[SOURCE INFORMATION Boundary: Start]

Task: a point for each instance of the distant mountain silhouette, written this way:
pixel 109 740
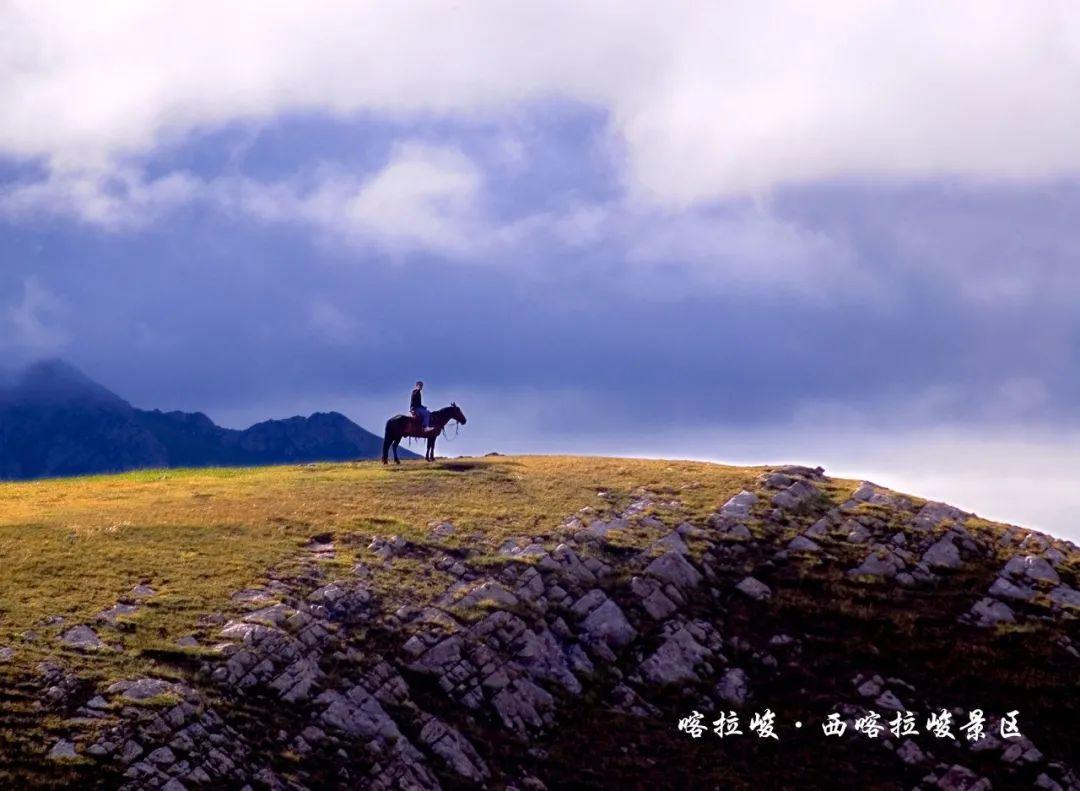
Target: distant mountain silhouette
pixel 54 420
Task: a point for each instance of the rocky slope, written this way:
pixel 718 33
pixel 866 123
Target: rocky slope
pixel 56 421
pixel 570 656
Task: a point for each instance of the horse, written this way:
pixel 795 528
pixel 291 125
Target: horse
pixel 400 426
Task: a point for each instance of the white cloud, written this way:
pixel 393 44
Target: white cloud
pixel 422 198
pixel 35 322
pixel 707 99
pixel 115 199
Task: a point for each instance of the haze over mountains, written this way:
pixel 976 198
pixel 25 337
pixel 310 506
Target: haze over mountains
pixel 54 420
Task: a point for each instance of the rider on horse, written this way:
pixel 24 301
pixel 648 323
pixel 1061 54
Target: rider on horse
pixel 417 409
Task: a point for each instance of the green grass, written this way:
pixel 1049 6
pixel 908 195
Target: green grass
pixel 73 547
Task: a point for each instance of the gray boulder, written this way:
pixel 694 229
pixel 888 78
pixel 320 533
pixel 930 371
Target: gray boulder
pixel 755 589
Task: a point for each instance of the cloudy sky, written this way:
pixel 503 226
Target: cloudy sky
pixel 837 232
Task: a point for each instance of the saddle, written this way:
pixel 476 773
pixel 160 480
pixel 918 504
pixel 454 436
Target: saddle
pixel 416 426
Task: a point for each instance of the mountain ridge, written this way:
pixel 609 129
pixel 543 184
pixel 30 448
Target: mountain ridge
pixel 528 622
pixel 55 420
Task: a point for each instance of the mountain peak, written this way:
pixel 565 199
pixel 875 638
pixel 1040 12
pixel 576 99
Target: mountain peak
pixel 54 380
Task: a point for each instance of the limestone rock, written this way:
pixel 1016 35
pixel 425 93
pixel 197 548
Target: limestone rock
pixel 943 554
pixel 755 589
pixel 989 612
pixel 733 687
pixel 81 637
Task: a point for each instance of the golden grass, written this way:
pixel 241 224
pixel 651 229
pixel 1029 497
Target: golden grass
pixel 73 547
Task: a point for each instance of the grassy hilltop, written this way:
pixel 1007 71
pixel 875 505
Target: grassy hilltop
pixel 520 621
pixel 70 547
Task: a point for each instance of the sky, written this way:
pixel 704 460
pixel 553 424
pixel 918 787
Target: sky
pixel 832 232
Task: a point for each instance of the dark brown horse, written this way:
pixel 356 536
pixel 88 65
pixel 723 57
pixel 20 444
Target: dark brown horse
pixel 400 426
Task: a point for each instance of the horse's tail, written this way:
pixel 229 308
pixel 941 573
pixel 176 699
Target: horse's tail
pixel 387 441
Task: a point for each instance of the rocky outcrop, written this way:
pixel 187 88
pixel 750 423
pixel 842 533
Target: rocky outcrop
pixel 320 678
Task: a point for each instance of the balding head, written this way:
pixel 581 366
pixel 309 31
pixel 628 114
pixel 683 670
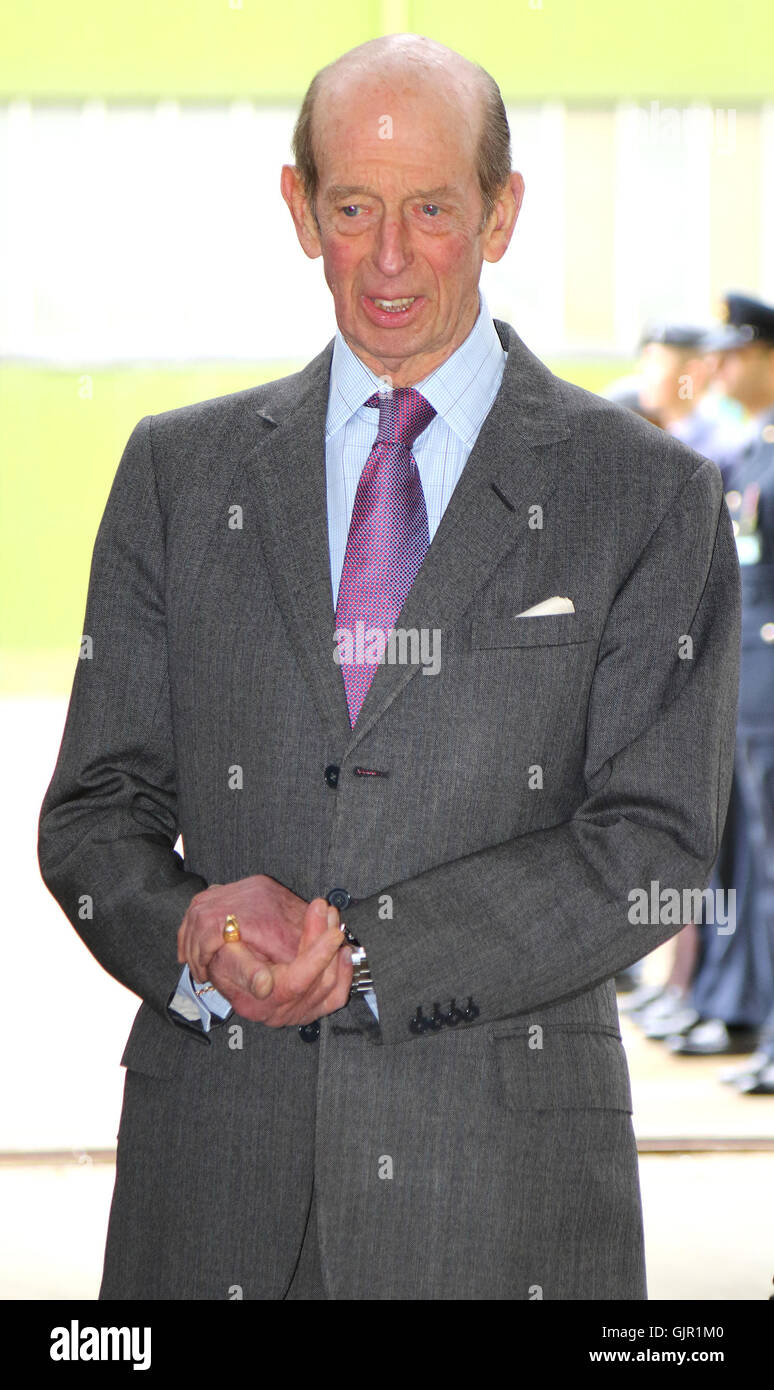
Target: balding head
pixel 409 61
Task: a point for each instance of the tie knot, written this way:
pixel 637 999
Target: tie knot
pixel 403 414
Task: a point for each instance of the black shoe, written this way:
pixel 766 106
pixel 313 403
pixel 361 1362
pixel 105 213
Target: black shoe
pixel 758 1083
pixel 713 1037
pixel 669 1014
pixel 752 1064
pixel 642 998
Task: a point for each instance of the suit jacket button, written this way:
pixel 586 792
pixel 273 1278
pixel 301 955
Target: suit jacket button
pixel 453 1016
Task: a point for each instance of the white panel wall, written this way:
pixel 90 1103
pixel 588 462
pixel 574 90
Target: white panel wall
pixel 159 232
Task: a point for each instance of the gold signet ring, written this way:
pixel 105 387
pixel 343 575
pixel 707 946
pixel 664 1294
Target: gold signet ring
pixel 231 930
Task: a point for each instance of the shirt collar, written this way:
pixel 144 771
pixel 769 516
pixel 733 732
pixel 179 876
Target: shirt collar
pixel 460 391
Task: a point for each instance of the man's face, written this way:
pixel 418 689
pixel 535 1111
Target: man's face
pixel 748 375
pixel 671 378
pixel 399 211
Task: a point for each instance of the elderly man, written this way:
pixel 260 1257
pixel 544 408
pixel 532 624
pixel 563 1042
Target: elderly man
pixel 425 644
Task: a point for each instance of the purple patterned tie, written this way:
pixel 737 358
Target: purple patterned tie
pixel 388 538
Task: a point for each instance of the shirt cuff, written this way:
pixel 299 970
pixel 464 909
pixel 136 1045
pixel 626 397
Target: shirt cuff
pixel 371 1001
pixel 198 1007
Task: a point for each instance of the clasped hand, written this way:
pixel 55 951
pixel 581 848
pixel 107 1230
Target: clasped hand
pixel 292 963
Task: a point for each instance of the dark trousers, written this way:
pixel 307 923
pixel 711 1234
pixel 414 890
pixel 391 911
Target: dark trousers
pixel 307 1278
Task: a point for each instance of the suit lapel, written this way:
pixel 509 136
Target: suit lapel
pixel 512 455
pixel 288 473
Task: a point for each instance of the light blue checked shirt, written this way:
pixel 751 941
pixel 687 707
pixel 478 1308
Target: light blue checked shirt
pixel 462 391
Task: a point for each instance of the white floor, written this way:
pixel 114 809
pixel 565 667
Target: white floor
pixel 709 1223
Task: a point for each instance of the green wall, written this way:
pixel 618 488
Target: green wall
pixel 577 50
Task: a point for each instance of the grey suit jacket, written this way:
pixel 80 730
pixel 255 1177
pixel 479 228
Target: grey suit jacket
pixel 552 766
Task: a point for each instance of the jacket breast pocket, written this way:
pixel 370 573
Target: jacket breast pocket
pixel 552 630
pixel 156 1047
pixel 560 1068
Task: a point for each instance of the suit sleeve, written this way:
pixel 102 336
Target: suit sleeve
pixel 549 915
pixel 109 820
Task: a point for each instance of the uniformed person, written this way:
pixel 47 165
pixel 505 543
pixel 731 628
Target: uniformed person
pixel 674 391
pixel 674 374
pixel 734 987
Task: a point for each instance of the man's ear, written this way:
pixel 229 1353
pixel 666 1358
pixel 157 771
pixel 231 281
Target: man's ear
pixel 306 227
pixel 499 228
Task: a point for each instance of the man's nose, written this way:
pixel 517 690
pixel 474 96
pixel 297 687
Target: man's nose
pixel 393 246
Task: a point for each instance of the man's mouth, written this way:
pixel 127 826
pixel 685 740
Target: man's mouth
pixel 393 306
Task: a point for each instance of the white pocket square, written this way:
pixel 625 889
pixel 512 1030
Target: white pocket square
pixel 548 606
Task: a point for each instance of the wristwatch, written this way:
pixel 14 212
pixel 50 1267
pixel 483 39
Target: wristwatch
pixel 361 980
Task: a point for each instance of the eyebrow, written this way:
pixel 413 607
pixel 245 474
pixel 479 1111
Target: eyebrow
pixel 339 191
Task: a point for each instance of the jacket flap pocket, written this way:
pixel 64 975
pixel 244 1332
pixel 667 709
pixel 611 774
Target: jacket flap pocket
pixel 549 630
pixel 153 1047
pixel 562 1068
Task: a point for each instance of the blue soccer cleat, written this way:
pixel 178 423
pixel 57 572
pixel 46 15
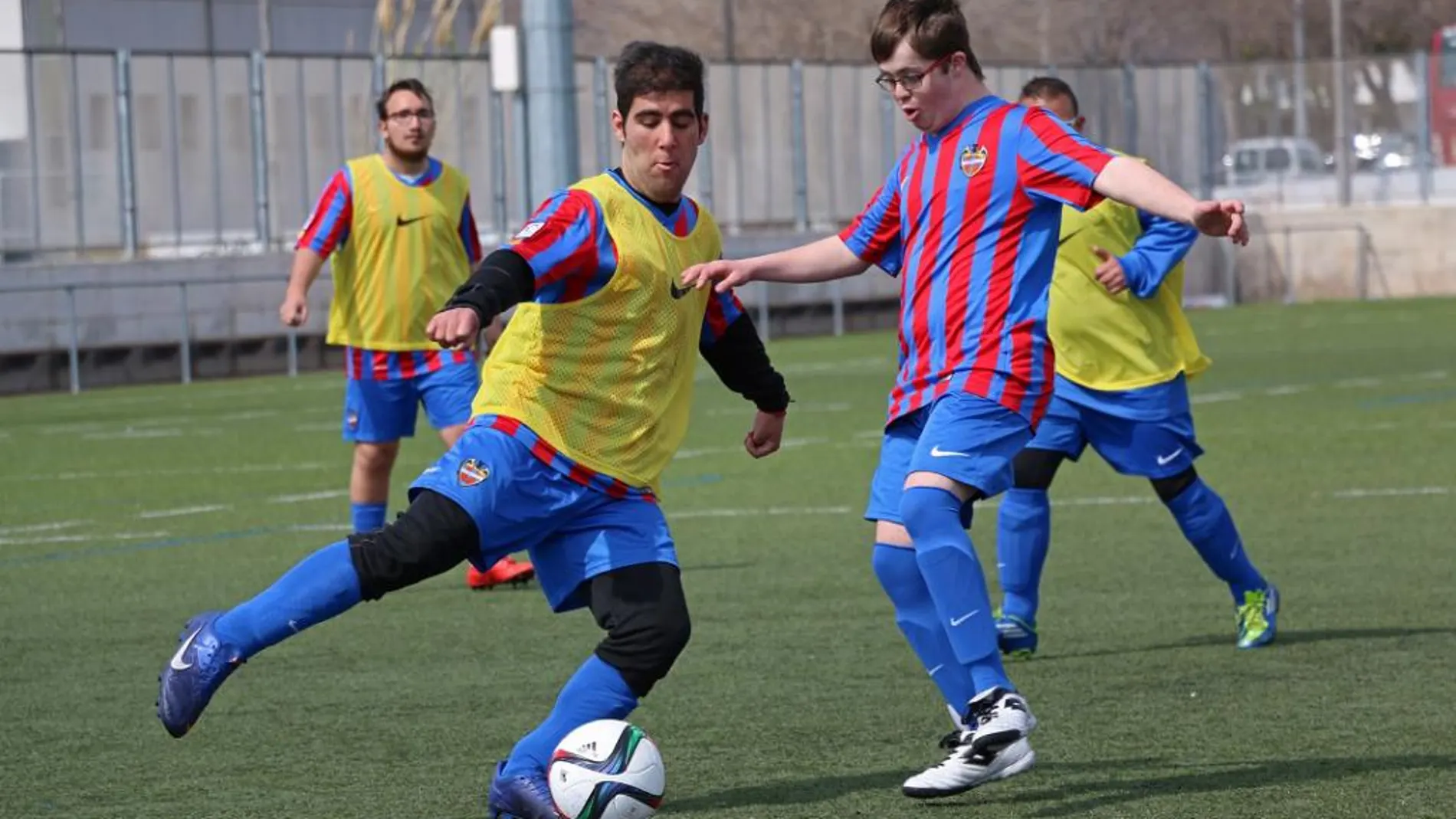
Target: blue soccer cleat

[SOURCE INFORMATION Boundary: End]

## REQUIRED WORK
Print the records word for word and exclude any picture they hold.

## RESPONSE
Task: a point for each instance of the distant mountain silhouette, written this way:
pixel 109 740
Target: distant mountain silhouette
pixel 54 420
Task: a point for each instance of the rocky slope, written this way:
pixel 718 33
pixel 866 123
Target: rocky slope
pixel 56 421
pixel 570 656
Task: a point for each instance of the horse, written this way:
pixel 795 528
pixel 291 125
Target: horse
pixel 400 426
Task: a point for each instance of the white cloud, written this way:
pixel 393 44
Target: white cloud
pixel 422 198
pixel 35 322
pixel 707 99
pixel 115 199
Task: a point for each instance of the haze over mountains, written this way:
pixel 976 198
pixel 25 337
pixel 310 506
Target: haze over mountains
pixel 54 420
Task: a point for each instance of the rider on horse, written this way:
pixel 24 301
pixel 648 323
pixel 1061 54
Target: rider on horse
pixel 417 409
Task: a point for each instance of the green grass, written this way:
pixel 1049 6
pixel 908 195
Target: green grass
pixel 73 547
Task: a point for each instance of the gray boulder, written this way:
pixel 694 229
pixel 888 78
pixel 320 533
pixel 930 371
Target: gray boulder
pixel 755 589
Task: a point for each instance of the cloudy sky, written this way:
pixel 503 226
Target: cloudy sky
pixel 837 232
Task: a point for each instance of the saddle, written this way:
pixel 476 773
pixel 160 480
pixel 918 504
pixel 454 436
Target: saddle
pixel 416 426
Task: a point for each instance of the mountain ridge, written this way:
pixel 609 129
pixel 543 184
pixel 30 448
Target: mountain ridge
pixel 528 622
pixel 55 420
Task: a point for each instance of the mountain peak, written this way:
pixel 565 199
pixel 875 638
pixel 1040 12
pixel 576 99
Target: mountain peak
pixel 54 380
Task: a point for each instance of the limestone rock, written this way:
pixel 1016 35
pixel 425 93
pixel 197 548
Target: limestone rock
pixel 943 554
pixel 755 589
pixel 989 612
pixel 733 687
pixel 81 637
Task: a point for each instance of the golden grass, written this way:
pixel 241 224
pixel 651 229
pixel 1029 497
Target: golden grass
pixel 73 547
Task: a point for each instance of the grassy hilltop, written this way:
pixel 1007 71
pixel 875 505
Target: grassy hilltop
pixel 520 621
pixel 70 547
Task: a point for each instance of the sky, written this way:
pixel 704 460
pixel 553 424
pixel 918 787
Target: sky
pixel 832 232
Task: a point for each instance of the dark brown horse, written this way:
pixel 356 536
pixel 88 65
pixel 723 57
pixel 20 444
Target: dark brown horse
pixel 400 426
Task: a point for each instance of the horse's tail, written this way:
pixel 229 308
pixel 941 573
pixel 176 699
Target: horse's tail
pixel 387 441
Task: a point for each instance of the rocky outcrop, written this way:
pixel 187 88
pixel 750 423
pixel 842 533
Target: rocky outcrop
pixel 320 678
Task: a point for each instance of the balding head, written this way:
pixel 581 366
pixel 309 31
pixel 628 114
pixel 683 670
Target: balding head
pixel 409 61
Task: a point for each instance of the tie knot, written this way:
pixel 637 999
Target: tie knot
pixel 403 414
Task: a point for each instance of the black shoe, written this way:
pixel 766 106
pixel 313 403
pixel 361 1362
pixel 105 213
Target: black shoe
pixel 758 1083
pixel 713 1037
pixel 669 1014
pixel 752 1064
pixel 642 998
Task: a point for each instance of the suit jacket button, written this way:
pixel 586 792
pixel 273 1278
pixel 301 955
Target: suit jacket button
pixel 453 1016
Task: a point for each instance of the white panel wall, written this way:
pixel 90 1103
pixel 588 462
pixel 574 90
Target: white panel wall
pixel 159 232
Task: a point for each instance of the gold signet ring, written this way:
pixel 105 387
pixel 343 575
pixel 707 946
pixel 664 1294
Target: gold signet ring
pixel 231 930
Task: a point for each instance of the shirt collar, written this way:
pixel 144 771
pixel 769 516
pixel 733 732
pixel 179 876
Target: shirt collar
pixel 460 391
Task: a point for each instance of the man's face, written this way:
pixel 418 689
pixel 535 1111
Target: man's face
pixel 748 375
pixel 671 378
pixel 399 211
Task: a point for each instance of the elderly man, written this way:
pixel 260 1257
pixel 544 408
pixel 532 624
pixel 563 1042
Target: elderly man
pixel 425 644
Task: a point for each instance of the purple patterned tie, written this way:
pixel 737 358
Target: purple patterned tie
pixel 388 538
Task: a point for each instance of the shirt cuff, written this way:
pixel 299 970
pixel 464 909
pixel 136 1045
pixel 626 397
Target: shirt cuff
pixel 371 1001
pixel 198 1007
Task: a point for each instance of the clasped hand, written this way:
pixel 55 951
pixel 581 848
pixel 107 1230
Target: clasped hand
pixel 292 963
Task: a point for each instance of the dark trousers, written this way:
pixel 307 923
pixel 711 1234
pixel 414 890
pixel 391 911
Target: dark trousers
pixel 307 1278
Task: a point for each instance of the suit lapel, written this way:
pixel 509 136
Target: suit lapel
pixel 512 455
pixel 288 473
Task: a point for each instance of the light blue checked shirt, written this way:
pixel 751 941
pixel 687 707
pixel 478 1308
Target: light blue checked shirt
pixel 462 391
Task: a point for each instance of the white floor, written this way:
pixel 114 809
pixel 565 667
Target: white floor
pixel 709 1223
Task: a point for each instance of the green wall, written this way:
pixel 618 488
Target: green wall
pixel 577 50
Task: a point for each instance of the grey suit jacket, written this way:
pixel 80 730
pixel 255 1177
pixel 479 228
Target: grey suit jacket
pixel 552 766
Task: a point for each instance of the jacket breast pocket, written this way:
pixel 370 573
Target: jacket breast pocket
pixel 552 630
pixel 156 1047
pixel 560 1068
Task: a point for each instance of the suit sleeve, written this way:
pixel 102 336
Target: suit sleeve
pixel 549 915
pixel 109 820
Task: a point for each instance of the uniformed person, written this way:
pixel 47 165
pixel 505 543
pixel 731 628
Target: uniformed person
pixel 674 391
pixel 674 374
pixel 734 987
Task: a point for each instance of the man's ear, written this way:
pixel 229 1353
pixel 666 1358
pixel 157 771
pixel 231 281
Target: man's ear
pixel 306 227
pixel 499 228
Task: a point for each instance of the man's nose, written this way:
pixel 517 690
pixel 474 96
pixel 297 687
Target: man's nose
pixel 393 246
Task: a point for each instance of the man's mouth, written this way:
pixel 127 826
pixel 685 740
Target: man's mouth
pixel 393 306
Task: a point for each instance of the white pocket square, written this way:
pixel 625 889
pixel 512 1030
Target: white pocket square
pixel 548 606
Task: a point for each instance of the wristwatch, written this way:
pixel 14 212
pixel 50 1267
pixel 483 39
Target: wristwatch
pixel 361 980
Task: a point for each instance of the eyebrow, written this way:
pixel 413 607
pixel 245 474
pixel 479 1111
Target: eyebrow
pixel 339 191
Task: a point for each instance of the jacket flap pocket, written this way:
pixel 64 975
pixel 244 1332
pixel 667 709
pixel 611 774
Target: jacket flap pocket
pixel 549 630
pixel 153 1047
pixel 562 1068
Task: a point for each instance of the blue soccer cleat, written this way:
pixel 178 423
pixel 57 572
pixel 46 15
Target: blue soccer cleat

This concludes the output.